----- Data extract
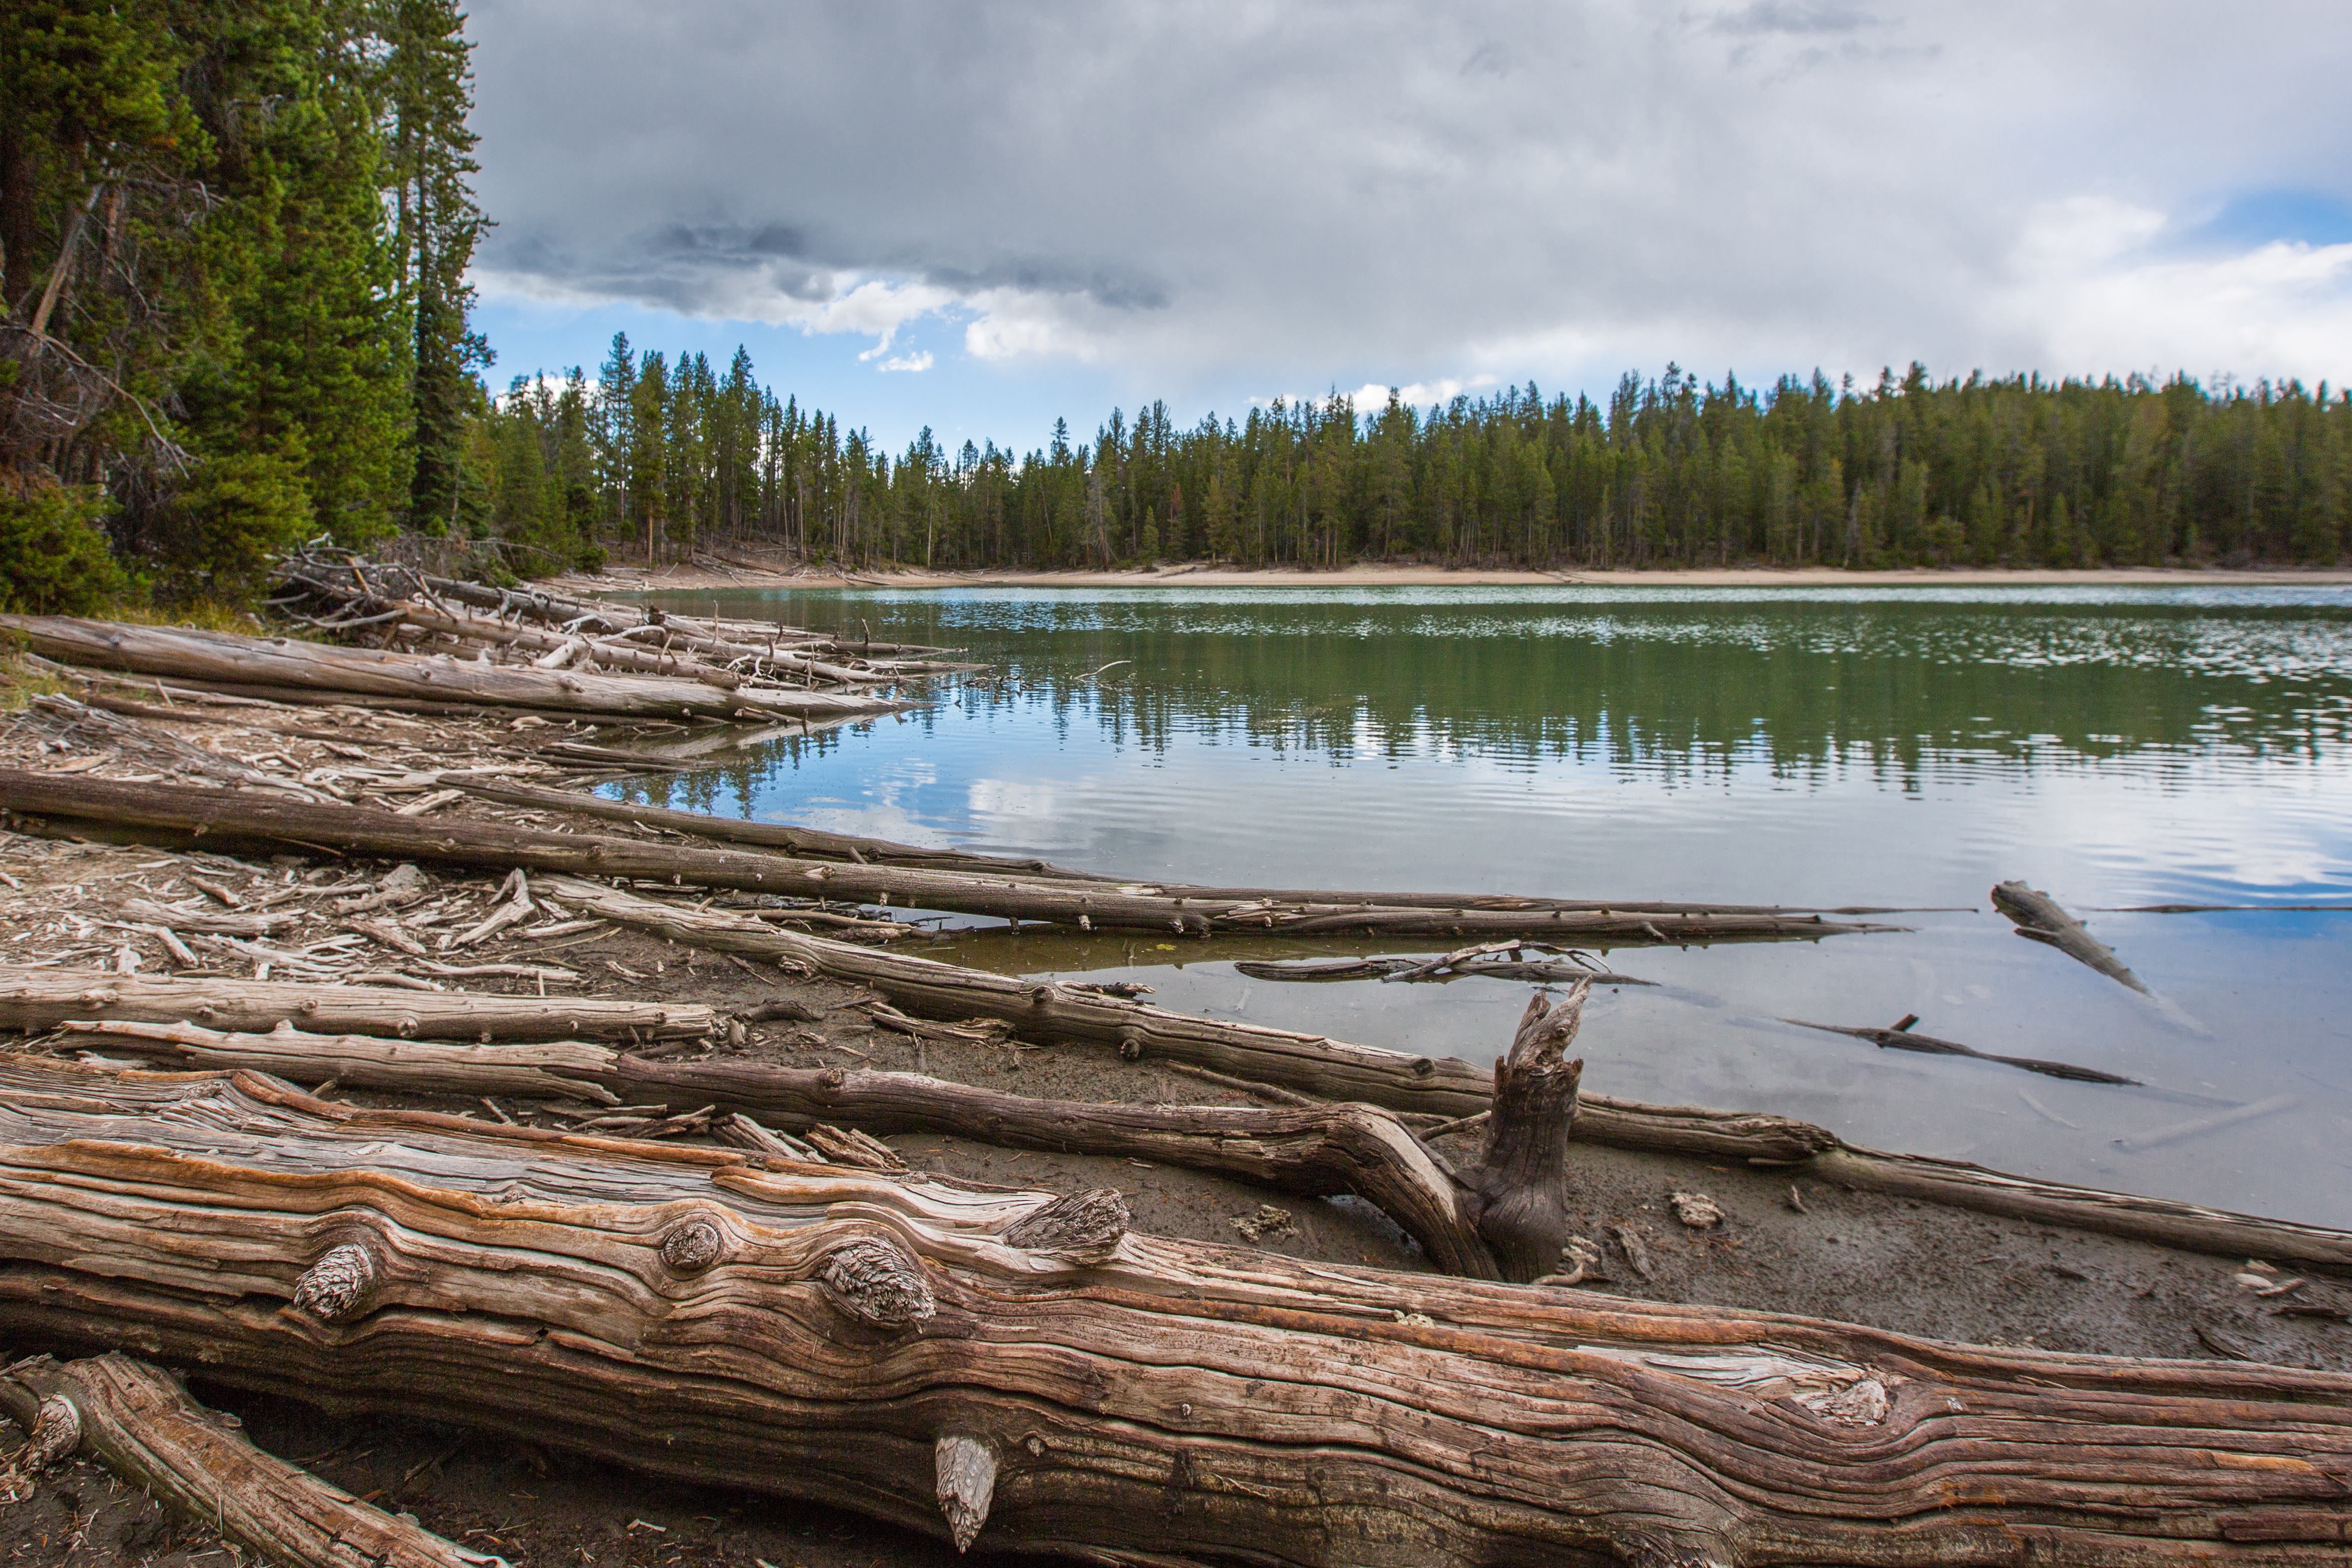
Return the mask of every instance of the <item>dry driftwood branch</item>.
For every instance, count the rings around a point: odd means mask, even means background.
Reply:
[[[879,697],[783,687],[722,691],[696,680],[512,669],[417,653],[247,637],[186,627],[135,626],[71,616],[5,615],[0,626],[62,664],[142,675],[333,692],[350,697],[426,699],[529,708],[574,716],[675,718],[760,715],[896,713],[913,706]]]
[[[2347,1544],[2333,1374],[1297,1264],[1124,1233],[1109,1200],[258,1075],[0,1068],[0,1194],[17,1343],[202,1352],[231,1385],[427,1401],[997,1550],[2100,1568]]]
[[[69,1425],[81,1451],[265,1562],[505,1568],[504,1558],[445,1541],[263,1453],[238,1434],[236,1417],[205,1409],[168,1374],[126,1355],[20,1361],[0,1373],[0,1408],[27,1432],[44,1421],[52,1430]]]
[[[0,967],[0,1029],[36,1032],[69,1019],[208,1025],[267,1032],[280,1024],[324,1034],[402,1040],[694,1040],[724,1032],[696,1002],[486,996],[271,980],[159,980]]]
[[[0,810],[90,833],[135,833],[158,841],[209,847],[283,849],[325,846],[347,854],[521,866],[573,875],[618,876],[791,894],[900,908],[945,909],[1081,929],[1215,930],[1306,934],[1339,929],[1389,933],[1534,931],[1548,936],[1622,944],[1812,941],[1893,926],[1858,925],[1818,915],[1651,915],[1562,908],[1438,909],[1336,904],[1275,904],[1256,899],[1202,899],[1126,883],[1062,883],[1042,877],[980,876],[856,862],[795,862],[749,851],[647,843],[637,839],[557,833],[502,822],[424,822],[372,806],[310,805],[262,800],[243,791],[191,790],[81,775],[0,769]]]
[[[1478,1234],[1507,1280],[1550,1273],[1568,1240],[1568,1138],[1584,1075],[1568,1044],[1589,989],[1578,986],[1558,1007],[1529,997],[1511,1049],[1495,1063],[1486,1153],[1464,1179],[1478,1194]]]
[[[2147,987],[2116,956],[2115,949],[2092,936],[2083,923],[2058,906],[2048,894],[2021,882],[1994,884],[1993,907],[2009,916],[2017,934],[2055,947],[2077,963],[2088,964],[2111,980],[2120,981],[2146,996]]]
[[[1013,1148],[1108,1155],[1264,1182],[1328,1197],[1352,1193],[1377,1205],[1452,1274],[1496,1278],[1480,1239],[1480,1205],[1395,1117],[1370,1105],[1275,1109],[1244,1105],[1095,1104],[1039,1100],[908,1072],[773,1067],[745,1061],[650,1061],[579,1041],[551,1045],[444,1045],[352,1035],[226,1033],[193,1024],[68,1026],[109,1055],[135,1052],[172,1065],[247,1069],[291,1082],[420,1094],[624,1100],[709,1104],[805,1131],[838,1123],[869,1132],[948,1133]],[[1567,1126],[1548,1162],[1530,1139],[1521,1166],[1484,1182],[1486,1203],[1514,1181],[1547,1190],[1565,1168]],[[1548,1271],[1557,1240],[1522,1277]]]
----------
----- Data extract
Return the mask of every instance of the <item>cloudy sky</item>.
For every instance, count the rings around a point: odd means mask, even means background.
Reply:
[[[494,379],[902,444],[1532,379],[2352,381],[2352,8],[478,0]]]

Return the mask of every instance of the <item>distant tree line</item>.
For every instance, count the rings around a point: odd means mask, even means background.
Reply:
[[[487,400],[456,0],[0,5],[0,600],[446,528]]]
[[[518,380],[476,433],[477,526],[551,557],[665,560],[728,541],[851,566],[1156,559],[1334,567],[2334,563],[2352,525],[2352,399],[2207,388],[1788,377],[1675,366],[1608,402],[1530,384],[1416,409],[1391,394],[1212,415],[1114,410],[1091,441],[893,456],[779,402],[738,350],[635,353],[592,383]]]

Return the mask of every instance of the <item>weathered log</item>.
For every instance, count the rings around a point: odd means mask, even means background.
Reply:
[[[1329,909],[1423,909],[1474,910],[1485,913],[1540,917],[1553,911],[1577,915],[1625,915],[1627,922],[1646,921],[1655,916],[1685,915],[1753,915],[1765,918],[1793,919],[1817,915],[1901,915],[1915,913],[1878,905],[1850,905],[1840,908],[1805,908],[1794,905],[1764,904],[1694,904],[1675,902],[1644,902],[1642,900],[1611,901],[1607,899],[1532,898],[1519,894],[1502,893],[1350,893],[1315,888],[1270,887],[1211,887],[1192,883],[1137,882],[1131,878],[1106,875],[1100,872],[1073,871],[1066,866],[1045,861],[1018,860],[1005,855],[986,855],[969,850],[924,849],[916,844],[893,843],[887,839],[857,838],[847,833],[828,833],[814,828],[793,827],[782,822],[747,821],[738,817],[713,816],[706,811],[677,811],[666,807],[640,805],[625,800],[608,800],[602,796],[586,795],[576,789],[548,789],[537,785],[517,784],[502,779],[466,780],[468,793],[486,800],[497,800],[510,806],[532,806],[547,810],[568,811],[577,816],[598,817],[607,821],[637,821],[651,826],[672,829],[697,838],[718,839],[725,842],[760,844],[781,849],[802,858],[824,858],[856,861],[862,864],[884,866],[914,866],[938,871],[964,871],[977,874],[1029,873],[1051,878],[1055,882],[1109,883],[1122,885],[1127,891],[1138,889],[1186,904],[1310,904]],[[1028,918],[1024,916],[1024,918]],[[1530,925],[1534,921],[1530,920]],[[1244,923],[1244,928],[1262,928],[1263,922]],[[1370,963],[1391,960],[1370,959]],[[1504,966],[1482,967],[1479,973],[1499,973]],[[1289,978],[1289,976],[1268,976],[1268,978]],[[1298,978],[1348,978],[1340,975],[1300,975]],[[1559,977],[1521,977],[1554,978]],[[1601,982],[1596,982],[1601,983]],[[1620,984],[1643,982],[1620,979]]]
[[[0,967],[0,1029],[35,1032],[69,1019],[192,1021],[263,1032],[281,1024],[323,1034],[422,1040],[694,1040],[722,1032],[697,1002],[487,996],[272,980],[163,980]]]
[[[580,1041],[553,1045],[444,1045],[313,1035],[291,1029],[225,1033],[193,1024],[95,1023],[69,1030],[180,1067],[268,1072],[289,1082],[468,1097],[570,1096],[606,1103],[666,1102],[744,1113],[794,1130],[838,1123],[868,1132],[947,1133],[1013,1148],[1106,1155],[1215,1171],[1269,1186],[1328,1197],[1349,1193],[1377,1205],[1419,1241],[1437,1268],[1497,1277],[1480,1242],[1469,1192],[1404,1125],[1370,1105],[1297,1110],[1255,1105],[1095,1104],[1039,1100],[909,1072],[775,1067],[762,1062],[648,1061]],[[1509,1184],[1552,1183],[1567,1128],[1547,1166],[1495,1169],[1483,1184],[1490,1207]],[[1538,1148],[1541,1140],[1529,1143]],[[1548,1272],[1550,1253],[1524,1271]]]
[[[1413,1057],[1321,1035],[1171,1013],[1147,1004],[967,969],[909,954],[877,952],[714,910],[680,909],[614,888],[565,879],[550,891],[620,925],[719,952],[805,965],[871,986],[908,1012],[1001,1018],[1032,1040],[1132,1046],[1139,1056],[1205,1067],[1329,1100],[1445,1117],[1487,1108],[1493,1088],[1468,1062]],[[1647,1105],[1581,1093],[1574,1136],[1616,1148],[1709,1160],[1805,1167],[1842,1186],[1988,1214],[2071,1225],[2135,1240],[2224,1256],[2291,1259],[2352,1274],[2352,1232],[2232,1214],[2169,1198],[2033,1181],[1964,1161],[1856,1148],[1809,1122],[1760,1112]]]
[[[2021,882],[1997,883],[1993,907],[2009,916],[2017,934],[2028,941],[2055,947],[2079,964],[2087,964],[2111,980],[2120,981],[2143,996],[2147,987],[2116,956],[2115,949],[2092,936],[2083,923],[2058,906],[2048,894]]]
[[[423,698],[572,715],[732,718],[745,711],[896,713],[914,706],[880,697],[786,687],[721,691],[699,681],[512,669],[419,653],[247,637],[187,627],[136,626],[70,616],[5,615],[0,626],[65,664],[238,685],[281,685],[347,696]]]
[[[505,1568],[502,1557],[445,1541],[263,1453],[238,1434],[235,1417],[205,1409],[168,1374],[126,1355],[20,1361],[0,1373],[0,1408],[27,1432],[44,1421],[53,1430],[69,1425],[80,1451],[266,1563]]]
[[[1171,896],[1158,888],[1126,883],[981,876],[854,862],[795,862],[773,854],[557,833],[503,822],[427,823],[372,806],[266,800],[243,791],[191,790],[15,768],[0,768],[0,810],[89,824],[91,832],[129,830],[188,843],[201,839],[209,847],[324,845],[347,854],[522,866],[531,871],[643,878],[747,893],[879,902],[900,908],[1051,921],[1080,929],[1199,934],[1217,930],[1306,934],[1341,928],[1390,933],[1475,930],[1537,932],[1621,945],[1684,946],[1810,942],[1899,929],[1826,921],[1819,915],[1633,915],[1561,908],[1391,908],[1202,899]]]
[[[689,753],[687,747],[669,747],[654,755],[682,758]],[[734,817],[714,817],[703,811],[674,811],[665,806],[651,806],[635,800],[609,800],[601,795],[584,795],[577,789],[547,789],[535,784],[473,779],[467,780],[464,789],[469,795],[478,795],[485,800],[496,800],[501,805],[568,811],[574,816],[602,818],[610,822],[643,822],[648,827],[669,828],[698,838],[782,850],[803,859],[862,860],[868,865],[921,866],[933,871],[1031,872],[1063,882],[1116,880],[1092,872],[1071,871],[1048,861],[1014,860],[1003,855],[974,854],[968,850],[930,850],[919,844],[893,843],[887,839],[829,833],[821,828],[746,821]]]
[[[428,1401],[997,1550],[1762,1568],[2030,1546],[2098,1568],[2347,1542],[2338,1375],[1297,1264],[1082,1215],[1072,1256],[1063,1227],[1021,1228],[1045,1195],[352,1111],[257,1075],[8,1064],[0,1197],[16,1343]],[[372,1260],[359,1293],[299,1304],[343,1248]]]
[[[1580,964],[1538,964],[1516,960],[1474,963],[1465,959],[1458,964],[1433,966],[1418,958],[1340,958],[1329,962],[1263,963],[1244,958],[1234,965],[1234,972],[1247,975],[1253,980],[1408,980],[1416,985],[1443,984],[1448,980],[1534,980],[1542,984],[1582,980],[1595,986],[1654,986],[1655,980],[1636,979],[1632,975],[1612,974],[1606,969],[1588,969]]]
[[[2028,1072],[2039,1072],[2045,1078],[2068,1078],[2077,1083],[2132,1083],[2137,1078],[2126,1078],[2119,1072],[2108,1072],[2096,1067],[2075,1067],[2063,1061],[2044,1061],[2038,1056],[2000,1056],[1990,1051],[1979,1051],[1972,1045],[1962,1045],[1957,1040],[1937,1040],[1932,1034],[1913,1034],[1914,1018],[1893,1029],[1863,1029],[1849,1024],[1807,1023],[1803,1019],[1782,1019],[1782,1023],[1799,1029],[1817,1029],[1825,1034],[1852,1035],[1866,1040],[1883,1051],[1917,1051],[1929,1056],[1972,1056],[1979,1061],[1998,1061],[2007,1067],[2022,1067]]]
----------
- Your assignment: Read through the entries and copy each line in which "item" appears.

- Output below:
Return the mask of every instance of the <item>dry driftwood branch</item>.
Return the mask of every instance of the <item>cloudy sky</item>.
Return the mask of every instance of the <item>distant tree line</item>.
Return the mask of every instance of the <item>weathered log</item>.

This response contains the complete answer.